Extracted text:
To predict the long-term performance of solar domestic hot water (SDHW) systems requires computational models that can characterize the systems under a range of operating conditions. The development of detailed fundamental models that suitably describe the operation of systems with natural convection heat exchangers is, however, difficult and time consuming. The fact that the natural convection flow through the heat exchanger is intrinsically self-controlling and temperature dependent complicates the analysis. One approach to modeling this type of system is to use performance characteristics, empirically derived from experimental data, to predict the performance of the heat exchanger under typical operating conditions. Unfortunately, a significant number of tests may be required to characterize the full operation of the device. This paper presents a simplified test method that was developed to allow pre-configured SDHW systems that use natural convection heat exchangers, to be characterized. The results of this test method produce performance coefficients for simple empirical expressions that describe the fluid flow and heat transfer in the heat-exchange loop. These empirically derived coefficients are an input to a general simulation routine that allows overall system performance to be determined for various loads and climatic conditions. In this paper, data is presented for a typical heat exchanger under a range of operational conditions.

Data supplied:
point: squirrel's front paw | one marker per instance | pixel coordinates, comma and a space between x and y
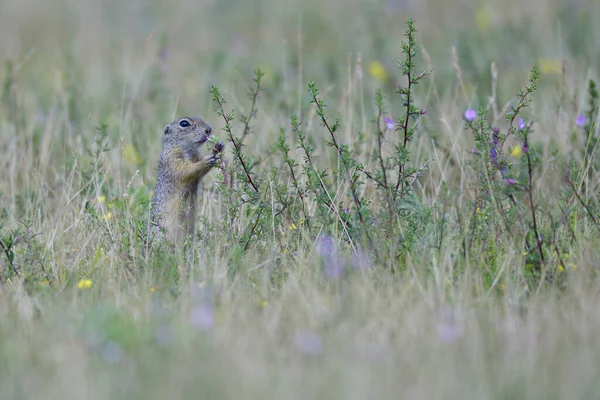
213, 160
219, 146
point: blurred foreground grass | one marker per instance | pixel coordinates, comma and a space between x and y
87, 88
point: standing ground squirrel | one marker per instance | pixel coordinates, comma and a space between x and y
181, 167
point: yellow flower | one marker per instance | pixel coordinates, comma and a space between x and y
131, 154
84, 284
483, 18
550, 66
377, 71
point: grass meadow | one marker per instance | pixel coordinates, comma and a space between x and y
407, 205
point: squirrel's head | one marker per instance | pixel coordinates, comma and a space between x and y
188, 132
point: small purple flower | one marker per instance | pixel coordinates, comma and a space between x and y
494, 154
470, 115
495, 136
389, 123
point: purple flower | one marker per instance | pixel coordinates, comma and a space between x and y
389, 123
494, 154
495, 136
470, 115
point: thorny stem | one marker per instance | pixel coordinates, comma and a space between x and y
532, 205
388, 194
254, 97
321, 112
236, 145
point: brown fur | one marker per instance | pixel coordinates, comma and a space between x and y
181, 167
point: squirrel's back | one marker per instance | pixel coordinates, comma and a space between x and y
181, 166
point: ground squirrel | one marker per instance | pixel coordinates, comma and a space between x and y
181, 167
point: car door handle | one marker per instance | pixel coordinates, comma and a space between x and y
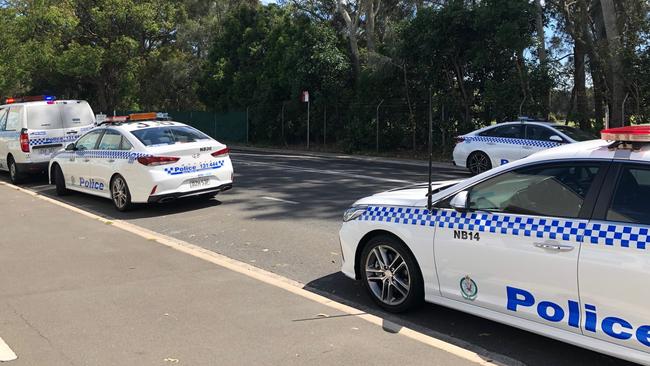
554, 246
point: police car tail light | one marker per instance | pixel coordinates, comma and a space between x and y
221, 153
157, 160
627, 134
24, 141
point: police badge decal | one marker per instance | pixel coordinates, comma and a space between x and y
468, 288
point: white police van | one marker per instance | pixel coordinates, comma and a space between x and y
32, 128
557, 243
139, 159
500, 144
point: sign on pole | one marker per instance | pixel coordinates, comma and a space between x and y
304, 97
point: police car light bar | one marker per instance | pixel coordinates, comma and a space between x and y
627, 134
33, 98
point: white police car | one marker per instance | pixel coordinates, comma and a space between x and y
500, 144
137, 159
557, 243
32, 128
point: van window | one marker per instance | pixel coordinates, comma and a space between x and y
3, 119
43, 117
76, 114
13, 119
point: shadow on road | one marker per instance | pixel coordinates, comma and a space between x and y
489, 339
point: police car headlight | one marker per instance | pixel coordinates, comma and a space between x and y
353, 212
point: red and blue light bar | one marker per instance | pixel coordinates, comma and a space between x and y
640, 133
32, 98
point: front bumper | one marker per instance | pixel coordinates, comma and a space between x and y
172, 196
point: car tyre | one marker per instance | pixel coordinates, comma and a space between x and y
59, 181
120, 194
15, 175
391, 274
478, 162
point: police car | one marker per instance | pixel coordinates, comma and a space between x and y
557, 243
32, 128
138, 159
493, 146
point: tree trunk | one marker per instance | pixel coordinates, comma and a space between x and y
579, 83
352, 25
615, 77
543, 59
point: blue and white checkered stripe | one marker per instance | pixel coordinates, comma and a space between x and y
103, 154
52, 140
399, 215
511, 141
619, 235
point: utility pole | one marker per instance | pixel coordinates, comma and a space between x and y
377, 120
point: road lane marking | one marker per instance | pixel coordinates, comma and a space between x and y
326, 171
6, 354
287, 284
280, 200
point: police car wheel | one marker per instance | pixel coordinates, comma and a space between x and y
14, 174
59, 181
391, 275
120, 194
478, 162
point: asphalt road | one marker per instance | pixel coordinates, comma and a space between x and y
284, 215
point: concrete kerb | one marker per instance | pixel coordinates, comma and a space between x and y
284, 283
409, 162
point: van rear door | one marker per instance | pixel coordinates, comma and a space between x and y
77, 118
45, 130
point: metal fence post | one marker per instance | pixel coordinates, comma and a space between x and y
377, 121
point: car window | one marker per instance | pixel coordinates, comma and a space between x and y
557, 191
576, 134
540, 133
112, 140
513, 131
168, 135
88, 141
3, 119
631, 197
76, 114
13, 119
43, 117
126, 145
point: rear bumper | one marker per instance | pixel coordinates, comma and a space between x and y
33, 168
172, 196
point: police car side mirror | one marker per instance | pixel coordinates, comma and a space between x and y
459, 202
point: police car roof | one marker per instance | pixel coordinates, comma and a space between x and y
135, 125
43, 102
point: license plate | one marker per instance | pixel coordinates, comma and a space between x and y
47, 151
199, 182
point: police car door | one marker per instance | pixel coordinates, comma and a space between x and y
503, 143
515, 250
78, 165
113, 154
615, 261
538, 138
4, 138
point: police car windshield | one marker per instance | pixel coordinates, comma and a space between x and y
168, 135
576, 134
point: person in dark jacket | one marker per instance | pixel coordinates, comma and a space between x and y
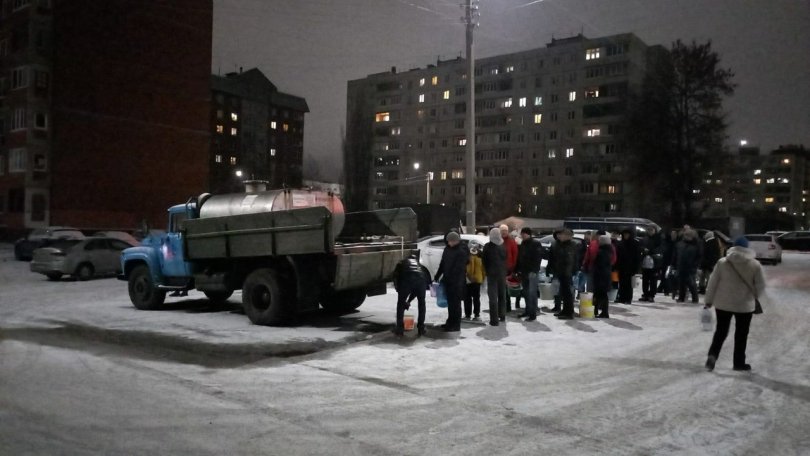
528, 266
453, 275
494, 258
629, 257
601, 270
687, 259
711, 254
564, 253
410, 281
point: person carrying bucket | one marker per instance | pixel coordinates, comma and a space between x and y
410, 281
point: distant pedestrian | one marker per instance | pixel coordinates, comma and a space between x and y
494, 261
734, 286
687, 260
648, 276
452, 273
601, 269
410, 282
564, 253
475, 277
510, 246
528, 266
629, 258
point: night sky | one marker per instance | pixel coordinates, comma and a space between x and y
311, 48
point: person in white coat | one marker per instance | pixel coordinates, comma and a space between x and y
736, 282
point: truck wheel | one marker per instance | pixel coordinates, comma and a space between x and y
218, 297
343, 301
142, 291
263, 299
84, 271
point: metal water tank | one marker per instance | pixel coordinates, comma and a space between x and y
273, 200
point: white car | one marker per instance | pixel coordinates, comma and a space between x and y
766, 248
431, 249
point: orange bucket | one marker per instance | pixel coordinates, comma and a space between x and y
407, 320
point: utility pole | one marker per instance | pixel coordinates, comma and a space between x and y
471, 20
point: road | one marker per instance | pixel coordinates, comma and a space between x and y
82, 372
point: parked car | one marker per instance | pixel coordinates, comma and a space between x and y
41, 237
766, 248
121, 235
795, 240
432, 247
82, 259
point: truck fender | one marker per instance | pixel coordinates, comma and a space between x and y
134, 256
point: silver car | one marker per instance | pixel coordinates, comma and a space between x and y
82, 259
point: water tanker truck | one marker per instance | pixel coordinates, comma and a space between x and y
288, 251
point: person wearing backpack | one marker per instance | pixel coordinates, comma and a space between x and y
734, 289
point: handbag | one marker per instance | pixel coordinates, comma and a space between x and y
757, 305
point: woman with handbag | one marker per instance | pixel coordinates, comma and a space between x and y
734, 289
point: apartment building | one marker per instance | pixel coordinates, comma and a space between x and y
547, 126
257, 132
104, 110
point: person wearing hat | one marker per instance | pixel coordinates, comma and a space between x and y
475, 277
528, 266
452, 274
494, 262
733, 289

Challenge 1:
According to the solar water heating text, why is analyzing systems with natural convection heat exchangers complicated? Answer in one to three sentences.
Challenge 2:
Retype the records from the line containing "point: person wearing hat" through the end of the records.
The solar water heating text has no connection to the records.

Expected answer 1:
The natural convection flow through the heat exchanger is intrinsically self-controlling and depends on temperature. This makes detailed fundamental models of such systems difficult and time consuming to develop.

Expected answer 2:
point: person wearing hat | one marker per instance | pixel coordinates, comma and a space between x and y
475, 277
528, 266
452, 274
494, 262
733, 289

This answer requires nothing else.